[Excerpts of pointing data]
============

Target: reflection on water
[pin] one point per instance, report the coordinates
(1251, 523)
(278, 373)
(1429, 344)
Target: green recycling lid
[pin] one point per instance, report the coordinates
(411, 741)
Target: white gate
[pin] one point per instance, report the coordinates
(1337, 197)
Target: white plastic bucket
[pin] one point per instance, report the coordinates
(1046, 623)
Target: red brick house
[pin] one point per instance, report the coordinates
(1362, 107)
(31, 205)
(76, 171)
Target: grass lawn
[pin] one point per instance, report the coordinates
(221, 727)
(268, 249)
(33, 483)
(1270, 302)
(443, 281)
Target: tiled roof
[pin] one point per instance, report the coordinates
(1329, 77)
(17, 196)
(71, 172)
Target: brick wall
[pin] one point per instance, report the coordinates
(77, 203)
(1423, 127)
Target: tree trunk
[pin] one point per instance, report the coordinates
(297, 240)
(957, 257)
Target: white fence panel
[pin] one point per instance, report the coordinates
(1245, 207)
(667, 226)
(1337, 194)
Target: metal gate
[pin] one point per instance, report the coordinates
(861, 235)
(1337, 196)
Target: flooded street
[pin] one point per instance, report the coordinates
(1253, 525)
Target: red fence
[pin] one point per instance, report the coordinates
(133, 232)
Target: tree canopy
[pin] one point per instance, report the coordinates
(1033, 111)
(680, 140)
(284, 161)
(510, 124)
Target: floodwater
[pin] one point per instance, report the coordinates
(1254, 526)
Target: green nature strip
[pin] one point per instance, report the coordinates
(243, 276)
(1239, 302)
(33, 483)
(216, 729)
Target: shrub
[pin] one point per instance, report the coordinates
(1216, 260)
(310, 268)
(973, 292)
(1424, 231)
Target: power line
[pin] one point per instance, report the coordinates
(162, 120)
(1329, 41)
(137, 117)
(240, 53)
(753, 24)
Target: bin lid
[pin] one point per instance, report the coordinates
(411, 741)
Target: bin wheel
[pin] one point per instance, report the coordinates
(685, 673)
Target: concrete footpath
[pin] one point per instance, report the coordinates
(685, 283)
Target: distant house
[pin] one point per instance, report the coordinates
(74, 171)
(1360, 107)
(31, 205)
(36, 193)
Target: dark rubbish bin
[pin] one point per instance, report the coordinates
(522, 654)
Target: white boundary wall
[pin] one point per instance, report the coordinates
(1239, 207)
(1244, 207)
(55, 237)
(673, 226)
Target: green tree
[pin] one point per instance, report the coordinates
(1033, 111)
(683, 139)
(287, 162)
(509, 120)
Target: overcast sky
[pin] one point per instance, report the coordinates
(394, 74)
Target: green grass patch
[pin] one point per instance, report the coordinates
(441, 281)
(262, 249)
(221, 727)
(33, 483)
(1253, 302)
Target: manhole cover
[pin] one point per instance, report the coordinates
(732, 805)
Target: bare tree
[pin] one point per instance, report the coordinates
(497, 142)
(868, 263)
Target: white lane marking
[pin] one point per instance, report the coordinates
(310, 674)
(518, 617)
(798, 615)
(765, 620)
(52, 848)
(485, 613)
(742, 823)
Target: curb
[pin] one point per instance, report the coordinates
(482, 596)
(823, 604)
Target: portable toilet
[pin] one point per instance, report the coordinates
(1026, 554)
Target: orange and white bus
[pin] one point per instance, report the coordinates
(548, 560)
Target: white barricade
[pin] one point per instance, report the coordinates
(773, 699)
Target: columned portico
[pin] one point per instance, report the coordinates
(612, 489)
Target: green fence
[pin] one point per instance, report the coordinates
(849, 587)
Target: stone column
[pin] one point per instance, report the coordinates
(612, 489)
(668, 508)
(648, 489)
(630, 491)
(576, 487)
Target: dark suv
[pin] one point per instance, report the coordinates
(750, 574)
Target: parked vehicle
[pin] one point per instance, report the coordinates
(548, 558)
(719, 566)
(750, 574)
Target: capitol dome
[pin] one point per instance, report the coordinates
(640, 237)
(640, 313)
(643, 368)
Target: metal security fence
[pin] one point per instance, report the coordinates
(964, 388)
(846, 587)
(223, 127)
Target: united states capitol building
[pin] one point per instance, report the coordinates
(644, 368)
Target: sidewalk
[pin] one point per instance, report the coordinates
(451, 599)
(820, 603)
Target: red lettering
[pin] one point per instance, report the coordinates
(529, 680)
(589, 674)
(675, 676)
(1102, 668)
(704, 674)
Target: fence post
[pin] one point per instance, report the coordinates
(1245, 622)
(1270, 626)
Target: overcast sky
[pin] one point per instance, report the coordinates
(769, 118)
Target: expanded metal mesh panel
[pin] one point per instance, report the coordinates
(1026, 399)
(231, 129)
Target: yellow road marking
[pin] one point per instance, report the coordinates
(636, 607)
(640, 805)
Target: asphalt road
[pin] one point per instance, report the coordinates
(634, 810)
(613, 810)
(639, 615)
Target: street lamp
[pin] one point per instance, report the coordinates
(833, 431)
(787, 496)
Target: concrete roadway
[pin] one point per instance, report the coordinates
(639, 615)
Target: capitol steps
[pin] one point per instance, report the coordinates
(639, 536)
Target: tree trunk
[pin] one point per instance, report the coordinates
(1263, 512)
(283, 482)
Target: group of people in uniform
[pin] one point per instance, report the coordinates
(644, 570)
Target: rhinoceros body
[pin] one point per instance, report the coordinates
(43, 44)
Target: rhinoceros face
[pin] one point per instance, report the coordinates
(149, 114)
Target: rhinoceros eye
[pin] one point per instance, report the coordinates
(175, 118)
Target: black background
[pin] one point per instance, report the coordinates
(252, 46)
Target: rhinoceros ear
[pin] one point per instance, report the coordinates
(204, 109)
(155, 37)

============

Problem to work on: Exactly reproduce every line of the data above.

Reply:
Target: reflection on water
[pin] one point per instance, report the coordinates
(1251, 523)
(278, 373)
(1429, 344)
Target: green recycling lid
[pin] one point per instance, report the coordinates
(411, 741)
Target: white gate
[pin] one point per instance, report the coordinates
(1337, 197)
Target: white plastic bucket
[pin] one point per instance, report the coordinates
(1046, 623)
Target: red brick house
[pin] one point per instance, report the coordinates
(1362, 107)
(31, 205)
(76, 171)
Target: grass lawn
[pin] one point per instance, report the coordinates
(221, 727)
(268, 249)
(33, 483)
(1270, 302)
(443, 281)
Target: tiled roof
[pin] one point per instance, report the coordinates
(1329, 77)
(17, 196)
(71, 172)
Target: brick wall
[pin] one point per instance, report the coordinates
(77, 203)
(1423, 127)
Target: tree trunk
[pin] one point per instance, report the coordinates
(297, 240)
(957, 257)
Target: white fence panel
[pin] one point per instance, report the coordinates
(1245, 207)
(667, 226)
(1337, 194)
Target: metal gate
[pin] one point per instance, report the coordinates
(861, 235)
(1337, 196)
Target: flooded street
[pin] one point per instance, report the coordinates
(1253, 525)
Target: red fence
[pin] one point per instance, report the coordinates
(133, 232)
Target: tree canopy
[pin] one point per instance, report the coordinates
(1033, 111)
(680, 140)
(284, 161)
(510, 124)
Target: floodwater
[pin] one point per instance, report the coordinates
(1254, 526)
Target: green nature strip
[pin] one point per instance, report the coordinates
(243, 276)
(1239, 302)
(33, 483)
(216, 729)
Target: shrub
[pin] one point per instance, report the coordinates
(1216, 260)
(310, 268)
(973, 292)
(1424, 231)
Target: power line
[pin] one point per instance, report the coordinates
(162, 120)
(1329, 41)
(137, 117)
(240, 53)
(753, 24)
Target: bin lid
[pin] one point per instance, report the coordinates
(411, 741)
Target: bin wheel
[pin] one point per instance, report the coordinates
(685, 673)
Target: concrete footpath
[pin] one point per instance, report the coordinates
(685, 283)
Target: distant house
[pin] one point per instance, report the coordinates
(74, 171)
(1360, 107)
(31, 205)
(36, 193)
Target: dark rubbish bin
[pin] one point per instance, report the coordinates
(522, 654)
Target: white boundary wall
[pin] one point per instance, report the coordinates
(1239, 207)
(1244, 207)
(55, 237)
(673, 226)
Target: green tree
[pin] one point per instance, report the coordinates
(1033, 111)
(683, 139)
(287, 162)
(509, 120)
Target: overcast sky
[pin] one point per instance, report the coordinates
(394, 74)
Target: green grass patch
[pin] one point per instance, report the coordinates
(441, 281)
(262, 249)
(221, 727)
(33, 483)
(1253, 302)
Target: manhole cover
[pin] one point per instance, report the coordinates
(732, 805)
Target: bare tree
[pin] one point per instance, report the coordinates
(497, 142)
(868, 263)
Target: white lane marking
[pin] one point per instance, report the coordinates
(310, 674)
(518, 617)
(798, 615)
(765, 620)
(52, 848)
(485, 613)
(742, 823)
Target: curb
[pin] one point per instance, report the coordinates
(482, 596)
(823, 604)
Target: portable toilet
[pin] one point per instance, report the coordinates
(1026, 554)
Target: orange and white bus
[pin] one point per instance, report the coordinates
(548, 560)
Target: white barricade
[pin] one point per instance, report the coordinates
(773, 699)
Target: columned portico
[pin] one point per instance, report the coordinates
(612, 489)
Target: green fence
[pin] one point per instance, report the coordinates
(849, 587)
Target: stone column
[pin] one point per instance, report the coordinates
(612, 489)
(668, 508)
(648, 489)
(630, 491)
(576, 487)
Target: dark suv
[pin] one point per instance, report the coordinates
(750, 574)
Target: parked vehicle
[pin] one point per instance, report the coordinates
(548, 558)
(719, 566)
(750, 574)
Target: capitol dome
[pin] one point per instance, report the coordinates
(640, 237)
(640, 313)
(643, 368)
Target: metal security fence
[pin] one point per instance, report the coordinates
(964, 388)
(846, 587)
(223, 127)
Target: united states capitol building
[pin] one point per instance, report the coordinates
(644, 368)
Target: sidewalk
[pin] one point per instance, report the coordinates
(451, 599)
(820, 603)
Target: red lettering
[pin] one point per instance, report the coordinates
(529, 680)
(589, 674)
(675, 676)
(1102, 668)
(704, 674)
Target: fence post
[pin] one point per instance, report the coordinates
(1245, 622)
(1270, 626)
Target: overcast sky
[pin] one point per instance, report the coordinates
(769, 118)
Target: expanded metal mesh panel
[pin] one point per instance, report the coordinates
(1026, 399)
(231, 129)
Target: yellow road marking
[pin] one point per instance, report the coordinates
(636, 607)
(640, 805)
Target: asphalt road
[pin] one point per instance, report the coordinates
(634, 810)
(613, 810)
(639, 615)
Target: street lamp
[pin] one point per instance, report the coordinates
(833, 431)
(787, 496)
Target: concrete roadway
[pin] one point per instance, report the coordinates
(639, 615)
Target: capitol steps
[pin] one point per instance, report the coordinates
(639, 536)
Target: tree trunk
[pin] one point per instance, report the coordinates
(1263, 512)
(283, 482)
Target: group of people in uniform
[pin] one point per instance, report the coordinates
(644, 570)
Target: rhinoceros body
[pin] one point per instance, report the coordinates
(43, 44)
Target: rhinoceros face
[pin] one point per instance, report the coordinates
(149, 114)
Target: rhinoceros eye
[pin] one point per instance, report the coordinates
(175, 118)
Target: black background
[pin] one point per instance, report the coordinates
(252, 46)
Target: rhinoceros ear
[pin] one point per instance, report the coordinates
(204, 109)
(155, 37)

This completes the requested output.